++++ Records provided ++++

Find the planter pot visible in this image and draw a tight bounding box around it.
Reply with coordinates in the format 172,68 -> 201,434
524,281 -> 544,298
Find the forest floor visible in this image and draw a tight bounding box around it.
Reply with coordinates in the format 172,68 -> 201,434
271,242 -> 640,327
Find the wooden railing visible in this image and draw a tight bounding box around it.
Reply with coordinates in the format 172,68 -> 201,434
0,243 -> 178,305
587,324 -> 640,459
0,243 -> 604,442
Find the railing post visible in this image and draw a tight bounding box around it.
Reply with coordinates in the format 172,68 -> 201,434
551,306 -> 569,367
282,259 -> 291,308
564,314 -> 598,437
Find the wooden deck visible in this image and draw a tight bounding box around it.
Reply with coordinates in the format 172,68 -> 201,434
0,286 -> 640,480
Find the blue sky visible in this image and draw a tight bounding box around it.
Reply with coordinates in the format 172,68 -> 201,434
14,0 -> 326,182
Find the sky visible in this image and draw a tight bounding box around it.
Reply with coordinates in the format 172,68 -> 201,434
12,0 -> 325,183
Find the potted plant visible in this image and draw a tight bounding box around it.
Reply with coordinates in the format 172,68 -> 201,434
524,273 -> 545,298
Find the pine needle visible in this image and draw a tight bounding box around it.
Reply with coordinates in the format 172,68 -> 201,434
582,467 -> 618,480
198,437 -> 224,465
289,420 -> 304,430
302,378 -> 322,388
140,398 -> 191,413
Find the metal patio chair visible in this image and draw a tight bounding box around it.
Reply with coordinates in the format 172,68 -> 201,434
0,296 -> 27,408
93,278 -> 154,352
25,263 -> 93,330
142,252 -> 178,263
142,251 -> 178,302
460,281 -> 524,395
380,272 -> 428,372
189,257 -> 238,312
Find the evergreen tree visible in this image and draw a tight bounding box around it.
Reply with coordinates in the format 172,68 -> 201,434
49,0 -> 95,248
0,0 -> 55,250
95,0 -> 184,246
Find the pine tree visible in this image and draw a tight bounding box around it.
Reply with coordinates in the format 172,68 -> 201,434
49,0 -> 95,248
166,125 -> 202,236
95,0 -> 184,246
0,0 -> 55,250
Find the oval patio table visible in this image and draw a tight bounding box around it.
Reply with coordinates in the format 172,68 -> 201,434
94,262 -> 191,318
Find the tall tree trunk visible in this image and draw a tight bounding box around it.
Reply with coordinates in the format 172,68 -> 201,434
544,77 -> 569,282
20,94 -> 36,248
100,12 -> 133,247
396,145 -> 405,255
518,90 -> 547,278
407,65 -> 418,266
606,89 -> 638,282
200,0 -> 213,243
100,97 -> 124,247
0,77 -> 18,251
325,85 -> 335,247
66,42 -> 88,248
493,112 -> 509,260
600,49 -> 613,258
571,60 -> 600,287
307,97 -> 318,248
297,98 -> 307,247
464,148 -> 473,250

++++
++++ Records provided ++++

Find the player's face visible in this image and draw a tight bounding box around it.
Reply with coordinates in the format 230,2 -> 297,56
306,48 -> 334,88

++++
++++ Records provided ++++

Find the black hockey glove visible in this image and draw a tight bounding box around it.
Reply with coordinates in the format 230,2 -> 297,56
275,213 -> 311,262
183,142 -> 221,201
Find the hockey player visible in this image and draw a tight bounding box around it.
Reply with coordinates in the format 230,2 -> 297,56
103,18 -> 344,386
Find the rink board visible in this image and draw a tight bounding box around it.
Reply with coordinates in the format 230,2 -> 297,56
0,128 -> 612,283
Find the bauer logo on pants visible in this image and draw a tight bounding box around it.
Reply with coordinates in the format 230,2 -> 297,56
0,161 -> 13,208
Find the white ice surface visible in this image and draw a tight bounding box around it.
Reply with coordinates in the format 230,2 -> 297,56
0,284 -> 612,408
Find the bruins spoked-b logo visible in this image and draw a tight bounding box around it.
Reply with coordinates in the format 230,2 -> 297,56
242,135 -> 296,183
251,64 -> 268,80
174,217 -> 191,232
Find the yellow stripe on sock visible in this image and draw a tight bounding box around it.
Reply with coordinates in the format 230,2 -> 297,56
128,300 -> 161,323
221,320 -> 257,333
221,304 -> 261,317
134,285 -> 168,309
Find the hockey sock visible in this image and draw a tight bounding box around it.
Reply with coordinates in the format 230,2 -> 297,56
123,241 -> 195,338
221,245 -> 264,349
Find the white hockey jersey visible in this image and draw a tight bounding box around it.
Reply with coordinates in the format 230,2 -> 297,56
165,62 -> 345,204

++++

▸ Request
Can you turn the lines of the material between the line containing "Find the player's" and the line containing "306,48 -> 334,88", inclusive, into a numbered list that leaves out any blank lines?

▸ Full output
1. Find the player's face visible in this image and draw a tight bounding box around it.
2. Reply with coordinates in the format 230,2 -> 297,56
3. 306,48 -> 334,88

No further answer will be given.